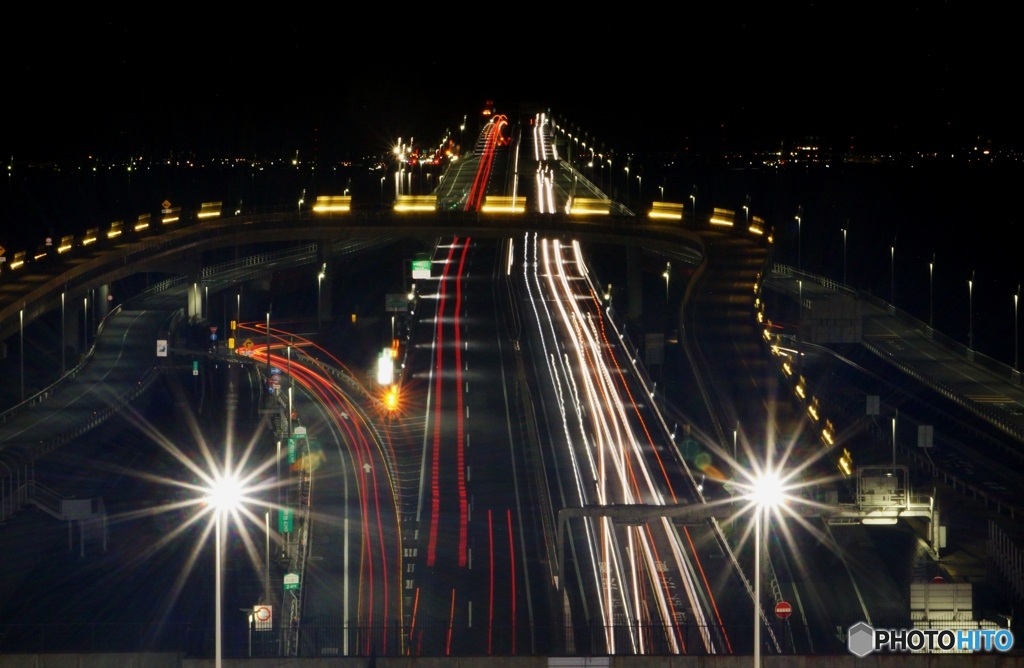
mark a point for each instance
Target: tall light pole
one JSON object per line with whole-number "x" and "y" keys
{"x": 970, "y": 312}
{"x": 844, "y": 256}
{"x": 1016, "y": 299}
{"x": 892, "y": 275}
{"x": 64, "y": 344}
{"x": 320, "y": 281}
{"x": 931, "y": 293}
{"x": 225, "y": 495}
{"x": 800, "y": 238}
{"x": 766, "y": 493}
{"x": 20, "y": 316}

-- What the task requires --
Render every line of the material above as a Markdown table with the columns Row and Line, numbering the rows in order and skipping blank lines. Leave the pictures out of the table.

-- Problem solution --
| Row | Line |
|---|---|
| 1 | mark a point for each instance |
| 2 | Target: tall light pole |
| 3 | one JSON object per line with whole-number "x" and "y" keys |
| 4 | {"x": 970, "y": 312} |
| 5 | {"x": 844, "y": 256} |
| 6 | {"x": 1016, "y": 299} |
| 7 | {"x": 892, "y": 275} |
| 8 | {"x": 64, "y": 344} |
| 9 | {"x": 320, "y": 281} |
| 10 | {"x": 931, "y": 293} |
| 11 | {"x": 225, "y": 495} |
| 12 | {"x": 800, "y": 238} |
| 13 | {"x": 766, "y": 493} |
| 14 | {"x": 20, "y": 316} |